[Records excerpted from a collection]

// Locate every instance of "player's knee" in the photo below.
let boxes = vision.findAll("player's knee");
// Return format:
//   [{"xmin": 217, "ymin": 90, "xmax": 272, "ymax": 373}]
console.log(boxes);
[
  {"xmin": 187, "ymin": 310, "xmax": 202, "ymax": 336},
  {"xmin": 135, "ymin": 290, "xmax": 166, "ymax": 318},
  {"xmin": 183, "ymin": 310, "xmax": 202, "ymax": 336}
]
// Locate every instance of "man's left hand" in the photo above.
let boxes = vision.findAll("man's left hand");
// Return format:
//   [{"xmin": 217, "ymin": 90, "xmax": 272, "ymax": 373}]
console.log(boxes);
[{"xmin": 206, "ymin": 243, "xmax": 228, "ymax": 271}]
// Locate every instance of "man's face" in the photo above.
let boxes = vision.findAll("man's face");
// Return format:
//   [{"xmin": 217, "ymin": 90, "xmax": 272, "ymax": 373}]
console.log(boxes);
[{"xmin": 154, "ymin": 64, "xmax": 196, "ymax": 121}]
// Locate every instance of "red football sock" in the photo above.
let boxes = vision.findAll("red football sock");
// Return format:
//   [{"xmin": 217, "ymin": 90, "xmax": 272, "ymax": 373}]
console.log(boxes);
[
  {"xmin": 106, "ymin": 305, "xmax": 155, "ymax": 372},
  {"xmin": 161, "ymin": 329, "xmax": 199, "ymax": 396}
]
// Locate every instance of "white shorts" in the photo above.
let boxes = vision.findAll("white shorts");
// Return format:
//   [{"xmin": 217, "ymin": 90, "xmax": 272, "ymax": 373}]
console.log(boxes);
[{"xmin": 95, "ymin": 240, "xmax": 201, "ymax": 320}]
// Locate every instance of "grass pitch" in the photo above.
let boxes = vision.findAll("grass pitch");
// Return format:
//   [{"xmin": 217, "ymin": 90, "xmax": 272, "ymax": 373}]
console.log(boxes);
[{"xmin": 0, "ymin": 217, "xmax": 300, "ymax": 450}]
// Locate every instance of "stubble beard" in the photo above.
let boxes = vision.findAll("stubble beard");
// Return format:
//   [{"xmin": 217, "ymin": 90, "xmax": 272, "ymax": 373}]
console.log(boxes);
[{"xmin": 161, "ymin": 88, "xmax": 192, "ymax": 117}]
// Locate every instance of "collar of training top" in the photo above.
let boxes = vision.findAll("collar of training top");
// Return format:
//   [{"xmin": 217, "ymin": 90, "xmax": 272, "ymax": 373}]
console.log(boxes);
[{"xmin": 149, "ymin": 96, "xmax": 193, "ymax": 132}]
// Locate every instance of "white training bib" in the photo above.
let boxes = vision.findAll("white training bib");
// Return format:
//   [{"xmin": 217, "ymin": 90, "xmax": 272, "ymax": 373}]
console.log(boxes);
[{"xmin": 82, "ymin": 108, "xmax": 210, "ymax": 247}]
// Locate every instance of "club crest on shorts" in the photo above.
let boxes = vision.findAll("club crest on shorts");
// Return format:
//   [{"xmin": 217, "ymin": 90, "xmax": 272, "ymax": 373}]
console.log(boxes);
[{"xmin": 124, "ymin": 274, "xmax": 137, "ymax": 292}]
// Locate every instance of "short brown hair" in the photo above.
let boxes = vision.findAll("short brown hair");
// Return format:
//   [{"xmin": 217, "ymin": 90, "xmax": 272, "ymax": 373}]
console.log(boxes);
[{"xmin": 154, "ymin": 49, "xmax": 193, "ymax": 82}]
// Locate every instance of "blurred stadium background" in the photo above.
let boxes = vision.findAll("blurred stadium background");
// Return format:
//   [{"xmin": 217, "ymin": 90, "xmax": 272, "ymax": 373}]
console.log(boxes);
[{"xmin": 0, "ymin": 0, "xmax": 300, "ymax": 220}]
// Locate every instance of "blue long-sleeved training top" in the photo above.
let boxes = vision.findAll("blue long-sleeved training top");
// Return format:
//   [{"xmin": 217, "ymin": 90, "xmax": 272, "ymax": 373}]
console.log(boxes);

### Written exercise:
Which lines of the material above contain the string "brown"? Pull out each of those lines in full.

### Solved problem:
// Locate every instance of "short brown hair" in the photo above.
let boxes = vision.findAll("short brown hair");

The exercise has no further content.